• _Your goal_
Give the records back in full, exactly as they read.

══ Material shown

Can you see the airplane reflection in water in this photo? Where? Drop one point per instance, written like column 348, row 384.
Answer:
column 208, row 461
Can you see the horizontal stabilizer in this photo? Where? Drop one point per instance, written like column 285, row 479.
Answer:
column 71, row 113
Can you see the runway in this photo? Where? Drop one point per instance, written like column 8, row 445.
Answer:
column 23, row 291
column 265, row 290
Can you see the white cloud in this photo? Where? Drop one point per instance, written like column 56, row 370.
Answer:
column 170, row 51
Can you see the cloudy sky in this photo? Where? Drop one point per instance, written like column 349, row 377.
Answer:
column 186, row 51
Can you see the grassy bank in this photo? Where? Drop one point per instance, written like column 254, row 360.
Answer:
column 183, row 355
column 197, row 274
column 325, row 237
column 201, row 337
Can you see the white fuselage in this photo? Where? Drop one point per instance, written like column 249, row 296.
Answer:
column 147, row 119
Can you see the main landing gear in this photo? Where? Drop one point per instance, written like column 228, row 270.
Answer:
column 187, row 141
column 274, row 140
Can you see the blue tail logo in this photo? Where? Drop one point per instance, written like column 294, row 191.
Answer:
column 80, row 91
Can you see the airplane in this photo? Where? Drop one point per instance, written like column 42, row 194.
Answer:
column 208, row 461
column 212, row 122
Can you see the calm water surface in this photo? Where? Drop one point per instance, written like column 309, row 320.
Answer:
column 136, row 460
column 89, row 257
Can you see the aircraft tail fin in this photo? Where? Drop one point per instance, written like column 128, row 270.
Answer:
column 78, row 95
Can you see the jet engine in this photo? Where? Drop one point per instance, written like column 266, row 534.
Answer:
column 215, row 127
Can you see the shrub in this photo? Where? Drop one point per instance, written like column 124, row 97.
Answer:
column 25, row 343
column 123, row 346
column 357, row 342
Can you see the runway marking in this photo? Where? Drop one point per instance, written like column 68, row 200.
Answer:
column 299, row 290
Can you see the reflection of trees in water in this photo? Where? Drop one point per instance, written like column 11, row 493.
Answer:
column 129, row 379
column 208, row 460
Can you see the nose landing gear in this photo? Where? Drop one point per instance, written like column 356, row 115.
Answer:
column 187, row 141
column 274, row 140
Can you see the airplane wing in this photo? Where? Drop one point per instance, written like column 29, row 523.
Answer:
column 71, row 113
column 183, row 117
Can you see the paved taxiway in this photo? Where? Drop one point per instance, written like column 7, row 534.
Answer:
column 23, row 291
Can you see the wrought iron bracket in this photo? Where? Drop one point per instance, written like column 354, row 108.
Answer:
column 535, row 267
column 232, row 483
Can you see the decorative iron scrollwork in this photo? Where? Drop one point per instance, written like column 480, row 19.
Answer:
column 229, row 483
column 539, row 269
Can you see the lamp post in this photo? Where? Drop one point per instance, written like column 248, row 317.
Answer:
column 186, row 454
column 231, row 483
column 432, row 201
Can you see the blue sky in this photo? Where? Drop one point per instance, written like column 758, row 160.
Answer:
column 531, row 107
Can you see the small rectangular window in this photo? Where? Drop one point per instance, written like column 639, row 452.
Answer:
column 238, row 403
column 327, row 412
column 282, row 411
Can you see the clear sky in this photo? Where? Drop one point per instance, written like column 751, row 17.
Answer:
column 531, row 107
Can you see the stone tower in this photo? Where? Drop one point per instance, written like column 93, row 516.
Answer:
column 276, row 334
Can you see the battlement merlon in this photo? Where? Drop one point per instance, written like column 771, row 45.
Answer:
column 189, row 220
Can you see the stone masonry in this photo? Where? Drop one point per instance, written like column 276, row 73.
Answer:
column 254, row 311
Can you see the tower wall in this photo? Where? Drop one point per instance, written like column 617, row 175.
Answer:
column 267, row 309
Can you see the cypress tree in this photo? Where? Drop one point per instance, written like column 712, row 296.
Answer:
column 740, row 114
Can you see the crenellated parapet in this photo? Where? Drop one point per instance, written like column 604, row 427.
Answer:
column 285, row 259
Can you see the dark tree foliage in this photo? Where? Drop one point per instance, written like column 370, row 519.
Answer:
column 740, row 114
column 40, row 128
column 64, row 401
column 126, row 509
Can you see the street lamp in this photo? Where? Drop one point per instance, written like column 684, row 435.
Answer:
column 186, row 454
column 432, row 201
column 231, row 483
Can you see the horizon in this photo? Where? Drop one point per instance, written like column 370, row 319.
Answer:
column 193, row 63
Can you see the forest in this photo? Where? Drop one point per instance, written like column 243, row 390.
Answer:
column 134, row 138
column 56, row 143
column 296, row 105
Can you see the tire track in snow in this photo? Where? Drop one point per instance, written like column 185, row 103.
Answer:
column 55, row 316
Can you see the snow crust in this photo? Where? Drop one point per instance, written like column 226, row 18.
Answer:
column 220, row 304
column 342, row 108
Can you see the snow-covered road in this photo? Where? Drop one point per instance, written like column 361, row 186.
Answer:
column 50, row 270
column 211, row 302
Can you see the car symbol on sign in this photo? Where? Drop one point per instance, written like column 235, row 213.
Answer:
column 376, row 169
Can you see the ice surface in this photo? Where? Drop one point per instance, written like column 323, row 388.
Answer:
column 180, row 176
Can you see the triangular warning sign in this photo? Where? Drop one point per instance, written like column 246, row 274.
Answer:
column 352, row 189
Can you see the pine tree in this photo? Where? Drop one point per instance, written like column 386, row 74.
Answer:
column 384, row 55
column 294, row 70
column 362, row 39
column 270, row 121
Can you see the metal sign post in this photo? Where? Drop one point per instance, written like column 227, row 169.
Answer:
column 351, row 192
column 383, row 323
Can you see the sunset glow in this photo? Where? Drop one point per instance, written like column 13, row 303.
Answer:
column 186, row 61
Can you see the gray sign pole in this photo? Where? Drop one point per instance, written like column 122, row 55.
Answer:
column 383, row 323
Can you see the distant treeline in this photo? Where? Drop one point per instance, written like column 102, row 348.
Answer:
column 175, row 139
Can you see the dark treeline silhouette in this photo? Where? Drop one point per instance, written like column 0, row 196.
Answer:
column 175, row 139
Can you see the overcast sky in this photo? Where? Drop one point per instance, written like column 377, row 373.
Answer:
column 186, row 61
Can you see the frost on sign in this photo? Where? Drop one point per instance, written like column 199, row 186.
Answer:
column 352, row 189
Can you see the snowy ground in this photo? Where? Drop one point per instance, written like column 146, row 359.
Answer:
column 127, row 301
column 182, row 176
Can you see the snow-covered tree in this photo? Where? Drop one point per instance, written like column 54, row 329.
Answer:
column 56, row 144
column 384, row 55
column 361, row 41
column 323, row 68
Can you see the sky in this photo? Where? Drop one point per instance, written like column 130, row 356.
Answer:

════

• _Exercise output_
Can you see the airplane reflection in water in this photo? Where? Drop one point per instance, written like column 348, row 384.
Answer:
column 208, row 461
Can you see the horizontal stabilizer in this photo? Where? Drop one point per instance, written like column 285, row 479.
Answer:
column 71, row 113
Can you see the runway in this photo? Where? Drop one point per instance, written like column 8, row 445.
Answer:
column 23, row 291
column 265, row 290
Can you see the white cloud in this photo? Where? Drop one point per instance, written like column 56, row 370.
Answer:
column 170, row 51
Can you see the cloudy sky in this photo? Where? Drop one point per instance, written like column 349, row 377.
Answer:
column 186, row 51
Can you see the grassy bank in this photo? Where? Drop one point per instance, written like column 254, row 360.
Answer:
column 183, row 355
column 197, row 274
column 325, row 237
column 201, row 337
Can you see the white fuselage in this photo? Where? Drop one point per instance, written like column 249, row 296.
Answer:
column 147, row 119
Can you see the main landing gear in this photo? Where? Drop one point per instance, written like column 228, row 270.
Answer:
column 187, row 141
column 274, row 140
Can you see the blue tail logo in this photo? Where? Drop one point per instance, written like column 294, row 191.
Answer:
column 80, row 91
Can you see the airplane in this photo? Where? Drop one point per instance, written like column 42, row 194.
Answer:
column 208, row 461
column 212, row 122
Can you see the calm water surface in this photo? Where? Drop one point per instance, written like column 309, row 320.
Answer:
column 136, row 460
column 89, row 257
Can you see the aircraft tail fin in this photo? Where? Drop one point per instance, written like column 128, row 270.
Answer:
column 78, row 95
Can you see the jet engine in this photo? Where? Drop one point per instance, written like column 266, row 534.
Answer:
column 215, row 127
Can you see the shrub in this photo? Where? Drop one point per instance, written like column 124, row 97.
Answer:
column 25, row 343
column 123, row 346
column 357, row 342
Can you see the runway marking in this photo? Where? Drop one point per instance, written like column 68, row 200.
Answer:
column 299, row 290
Can you see the reflection of trees in water in this photo? Where? Drop one point per instance, written like column 11, row 493.
Answer:
column 129, row 379
column 208, row 460
Can you see the nose landing gear in this photo? Where? Drop one point per instance, written like column 356, row 115.
Answer:
column 187, row 141
column 274, row 140
Can you see the airplane wing in this photo? Where? Drop one point per instance, written like column 29, row 523.
Answer:
column 71, row 113
column 183, row 117
Can you see the paved taxiway in this photo? Where? Drop one point per instance, written like column 7, row 534.
Answer:
column 23, row 291
Can you see the wrought iron bracket in this photo? Where? Drop one point per instance, written like column 354, row 108.
Answer:
column 535, row 267
column 232, row 483
Can you see the decorative iron scrollwork in this photo? Where? Drop one point per instance, written like column 480, row 19.
Answer:
column 229, row 483
column 539, row 269
Can you see the lamp post in this photo? Where? Drop one point per instance, written like column 248, row 317.
Answer:
column 186, row 454
column 231, row 483
column 432, row 201
Can you see the blue sky in this photo? Where? Drop one point per instance, written like column 758, row 160.
Answer:
column 531, row 107
Can you see the small rectangular window in this photo? Where? Drop one point per instance, written like column 639, row 452.
Answer:
column 238, row 403
column 327, row 412
column 282, row 411
Can you see the clear sky in this photo? Where? Drop one point per instance, written like column 751, row 17.
Answer:
column 531, row 107
Can you see the stone tower in this photo? Where? Drop one point per instance, written like column 93, row 516.
Answer:
column 276, row 334
Can you see the battlement merlon in this photo? Where? Drop one point per instance, written like column 771, row 45.
Answer:
column 189, row 220
Can you see the stone masonry in this photo? Where? Drop one point per instance, written like column 276, row 73.
Answer:
column 254, row 311
Can you see the tower wall in this photo? Where? Drop one point per instance, written like column 617, row 175.
Answer:
column 267, row 309
Can you see the cypress tree in this photo? Where? Drop one point per instance, written like column 712, row 296.
Answer:
column 740, row 114
Can you see the crenellated parapet in this photo? Where? Drop one point per instance, written like column 604, row 427.
Answer:
column 285, row 259
Can you see the dark tree foliage in this photo? Where? Drop one point per instance, written like column 370, row 519.
Answer:
column 740, row 114
column 40, row 128
column 64, row 401
column 126, row 509
Can you see the street lamp in this photo? Where? Drop one point per instance, written like column 684, row 435.
Answer:
column 186, row 454
column 432, row 201
column 231, row 483
Can you see the horizon in this photo? Where? Drop one point per instance, written like column 370, row 319.
Answer:
column 193, row 63
Can you see the forest in this photo? Where? Drop one point per instance, written like column 243, row 390.
Answer:
column 134, row 138
column 56, row 143
column 296, row 105
Can you see the tire track in snow in this photo? Where? Drop one point per instance, written like column 185, row 103.
Answer:
column 55, row 316
Can you see the snow crust in this photo? Where? Drop one point per instance, written like column 226, row 18.
Answer:
column 220, row 304
column 342, row 108
Can you see the snow-covered road in this photo? Where? Drop one point per instance, written like column 361, row 186.
Answer:
column 50, row 270
column 211, row 302
Can you see the car symbol on sign in this photo? Where? Drop one point per instance, written like column 235, row 213.
Answer:
column 376, row 169
Can you see the ice surface in this photo? Where? Drop one point per instance, written like column 323, row 388.
Answer:
column 180, row 176
Can you see the triangular warning sign in this photo? Where? Drop one point per instance, written like column 246, row 274.
Answer:
column 352, row 189
Can you see the pine tree in this photo? Where? Drop one point per instance, written like column 386, row 74.
Answer:
column 384, row 55
column 294, row 70
column 362, row 39
column 270, row 121
Can you see the metal sign post in this photo? Where? Drop one point per instance, written like column 227, row 169.
Answer:
column 351, row 192
column 383, row 323
Can you see the sunset glow in this photo? Where? Drop one point per instance, written like column 13, row 303.
Answer:
column 186, row 61
Can you see the gray sign pole in this photo? Where? Drop one point per instance, written like column 122, row 55.
Answer:
column 383, row 323
Can you see the distant treeline in this photo? Where? Drop one point per instance, written like column 102, row 348.
Answer:
column 175, row 139
Can you see the dark treeline silhouette in this photo? Where? Drop one point per instance, written like column 0, row 196.
Answer:
column 175, row 139
Can you see the overcast sky in this photo? Where? Drop one point per instance, written like column 377, row 373.
Answer:
column 186, row 61
Can you see the frost on sign in this photo? Where? Drop one point per instance, written like column 199, row 186.
Answer:
column 352, row 189
Can you see the snowy ground in this photo? Where? Drop one point per instance, written like column 146, row 359.
Answer:
column 127, row 301
column 182, row 176
Can you see the snow-covered tree in this photo? Where? Drop one point per instance, written like column 54, row 329.
Answer:
column 56, row 144
column 384, row 55
column 361, row 41
column 323, row 68
Can you see the sky in this photo? Where? Drop one point per instance, written like column 130, row 356.
Answer:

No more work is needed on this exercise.